• Lesetext
===============
Die Armee werde immer auf Anfrage eines Kantons eingesetzt. Der Kanton Wallis habe die Hilfe der Armee am Sonntag angefragt. Ziel sei, dass die Normalität schnellstmöglich wieder einkehre. Die Armee stehe unter anderem in Siders, im Saas-Tal und in Goms im Einsatz.
Oberes Maggiatal hat wieder Strom- und Mobilfunknetz
10.24: Im oberen Maggiatal ist das bei den Unwettern vom Wochenende zerstörte Strom- und Mobilfunknetz grösstenteils wieder hergestellt worden. Dies teilte der Tessiner Notfallstab am Dienstag auf Anfrage der Nachrichtenagentur Keystone-SDA mit.
Lediglich in Mogno und in Piano di Peccia bestünden noch Probleme mit der Elektrizitätsversorgung, erklärte der Kommunikationschef des Tessiner Notfallstabs Renato Pizolli. Ansonsten funktionierten Strom- und Mobilfunknetz wieder gut in der von Unwettern schwer getroffenen Region.
Suche nach Vermissten im Tessin geht weiter
09.51: Im von einem Unwetter versehrten oberen Maggiatal im Tessin ist am Dienstagmorgen die Suche nach insgesamt fünf Vermissten fortgesetzt worden. Neben Helikoptern sind Spezialisten der Alpinen Rettung und Spürhunde im Einsatz.
===============
Einträge aus einer Sammlung:
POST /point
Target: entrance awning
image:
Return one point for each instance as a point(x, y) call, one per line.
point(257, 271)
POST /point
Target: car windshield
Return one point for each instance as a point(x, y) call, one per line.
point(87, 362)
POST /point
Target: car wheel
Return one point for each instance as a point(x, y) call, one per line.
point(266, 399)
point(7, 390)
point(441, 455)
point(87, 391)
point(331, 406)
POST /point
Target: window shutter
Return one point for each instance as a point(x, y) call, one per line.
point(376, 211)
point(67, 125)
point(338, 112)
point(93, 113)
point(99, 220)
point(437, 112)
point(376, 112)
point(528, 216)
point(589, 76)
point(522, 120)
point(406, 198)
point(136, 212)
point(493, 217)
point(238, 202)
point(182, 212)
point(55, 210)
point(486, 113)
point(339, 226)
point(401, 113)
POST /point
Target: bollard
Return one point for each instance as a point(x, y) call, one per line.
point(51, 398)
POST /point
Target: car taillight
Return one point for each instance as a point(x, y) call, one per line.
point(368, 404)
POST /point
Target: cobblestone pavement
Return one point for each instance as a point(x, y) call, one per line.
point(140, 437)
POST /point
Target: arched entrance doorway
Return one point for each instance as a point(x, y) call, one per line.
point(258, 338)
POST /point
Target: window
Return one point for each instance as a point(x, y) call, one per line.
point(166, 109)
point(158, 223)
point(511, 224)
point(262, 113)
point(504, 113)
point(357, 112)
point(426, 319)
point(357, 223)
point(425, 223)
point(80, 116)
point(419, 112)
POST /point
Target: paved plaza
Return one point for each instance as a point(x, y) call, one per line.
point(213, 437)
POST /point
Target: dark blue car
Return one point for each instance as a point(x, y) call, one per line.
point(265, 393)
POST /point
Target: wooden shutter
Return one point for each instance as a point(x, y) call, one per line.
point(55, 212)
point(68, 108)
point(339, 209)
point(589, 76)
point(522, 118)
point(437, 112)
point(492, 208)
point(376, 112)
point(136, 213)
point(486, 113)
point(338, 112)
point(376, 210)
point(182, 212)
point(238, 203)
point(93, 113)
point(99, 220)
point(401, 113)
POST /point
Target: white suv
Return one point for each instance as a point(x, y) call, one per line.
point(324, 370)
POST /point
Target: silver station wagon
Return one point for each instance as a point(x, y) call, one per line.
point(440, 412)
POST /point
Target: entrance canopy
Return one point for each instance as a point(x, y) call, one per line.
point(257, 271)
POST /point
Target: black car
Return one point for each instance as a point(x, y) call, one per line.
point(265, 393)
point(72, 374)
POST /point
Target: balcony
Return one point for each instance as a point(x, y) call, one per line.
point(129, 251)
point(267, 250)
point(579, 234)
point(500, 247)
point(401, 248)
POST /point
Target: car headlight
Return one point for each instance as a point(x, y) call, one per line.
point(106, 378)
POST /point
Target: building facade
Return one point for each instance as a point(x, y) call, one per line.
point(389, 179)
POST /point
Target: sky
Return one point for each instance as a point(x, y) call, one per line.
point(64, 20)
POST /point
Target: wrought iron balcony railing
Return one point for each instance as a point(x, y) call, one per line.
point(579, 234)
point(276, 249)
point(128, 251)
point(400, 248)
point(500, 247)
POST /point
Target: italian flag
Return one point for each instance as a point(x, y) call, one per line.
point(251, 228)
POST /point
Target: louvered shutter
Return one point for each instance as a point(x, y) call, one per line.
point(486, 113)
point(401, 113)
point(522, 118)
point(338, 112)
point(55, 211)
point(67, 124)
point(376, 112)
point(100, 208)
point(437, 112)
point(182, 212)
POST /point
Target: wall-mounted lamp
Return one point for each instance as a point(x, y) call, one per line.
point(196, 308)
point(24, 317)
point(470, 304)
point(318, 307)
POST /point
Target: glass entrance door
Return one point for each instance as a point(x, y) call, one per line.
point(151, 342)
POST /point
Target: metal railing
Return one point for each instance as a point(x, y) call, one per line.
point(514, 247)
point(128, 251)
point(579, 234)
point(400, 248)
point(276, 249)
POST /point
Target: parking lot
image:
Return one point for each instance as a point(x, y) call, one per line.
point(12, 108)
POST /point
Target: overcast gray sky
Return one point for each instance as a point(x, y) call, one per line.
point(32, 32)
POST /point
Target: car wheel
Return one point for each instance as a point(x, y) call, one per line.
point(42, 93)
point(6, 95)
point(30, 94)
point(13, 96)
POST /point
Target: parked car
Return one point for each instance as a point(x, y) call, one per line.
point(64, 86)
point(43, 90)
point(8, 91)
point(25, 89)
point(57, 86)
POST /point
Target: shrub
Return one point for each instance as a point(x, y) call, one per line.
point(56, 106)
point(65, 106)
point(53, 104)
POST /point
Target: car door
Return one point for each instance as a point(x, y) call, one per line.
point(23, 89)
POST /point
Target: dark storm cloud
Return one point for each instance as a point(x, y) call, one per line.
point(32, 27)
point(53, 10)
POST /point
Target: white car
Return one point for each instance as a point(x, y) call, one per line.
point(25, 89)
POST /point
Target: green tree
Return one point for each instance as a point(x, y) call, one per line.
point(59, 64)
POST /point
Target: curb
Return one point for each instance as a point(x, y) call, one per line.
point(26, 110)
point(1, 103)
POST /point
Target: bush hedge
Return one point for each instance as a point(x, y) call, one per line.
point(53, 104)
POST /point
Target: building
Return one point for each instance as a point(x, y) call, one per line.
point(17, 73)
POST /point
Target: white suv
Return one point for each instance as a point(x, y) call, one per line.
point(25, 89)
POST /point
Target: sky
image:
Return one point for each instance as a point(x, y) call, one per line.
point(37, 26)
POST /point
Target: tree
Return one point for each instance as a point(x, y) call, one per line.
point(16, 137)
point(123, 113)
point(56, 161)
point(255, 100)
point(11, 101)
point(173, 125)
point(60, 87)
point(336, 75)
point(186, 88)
===============
• Arbeitsauftrag A
Kannst du die Einträge unverändert ausgeben, beginnend mit ihrer ersten Zeile bis einschließlich der Zeile mit „point(331, 406)“?
• Arbeitsauftrag B
Wie geht der Text über die Unwetter weiter? Setze ihn nach seinem letzten Satz fort.
Die Einträge haben mit dem Text über die Unwetter nichts zu tun.

• Lösung A
POST /point
Target: entrance awning
image:
Return one point for each instance as a point(x, y) call, one per line.
point(257, 271)
POST /point
Target: car windshield
Return one point for each instance as a point(x, y) call, one per line.
point(87, 362)
POST /point
Target: car wheel
Return one point for each instance as a point(x, y) call, one per line.
point(266, 399)
point(7, 390)
point(441, 455)
point(87, 391)
point(331, 406)

• Lösung B
Eine genaue Zahl der im Einsatz stehenden Suchkräfte konnte der Kommunikationsverantwortliche des Tessiner Notfallstabs Renato Pizolli am Dienstagmorgen nicht nennen. Bis zum Mittag stellte er jedoch weitere Informationen in Aussicht.
Pakistan-Premier drückt der Schweiz sein Beileid aus
09.38: Der pakistanische Premierminister Shehbaz Sharif hat der Schweiz wegen den verheerenden Überschwemmungen im Wallis und im Tessin sein Beileid kundgetan. «Pakistan steht unseren Schweizer Freunden in dieser schwierigen Zeit zur Seite», schrieb Sharif auf X.
«Wir erinnern uns mit Dankbarkeit daran, dass die Schweiz zu den ersten Ländern gehörte, die während der verheerenden Überschwemmungen 2022 in Pakistan Rettungsteams entsandten», schrieb der Regierungschef des südasiatischen Staates mit seinen rund 236 Millionen Einwohnenden.
Auch sprach Sharif sein Beileid an Bundespräsidentin Viola Amherd aus. Diese reagierte auf die Worte des Premiers: «Vielen Dank für Ihre aufrichtigen Worte und Ihre Unterstützung in schwierigen Zeiten in einigen Regionen unseres Landes. Wir schätzen die starke Freundschaft zwischen Pakistan und der Schweiz sehr», schrieb Amherd am Dienstagmorgen auf X.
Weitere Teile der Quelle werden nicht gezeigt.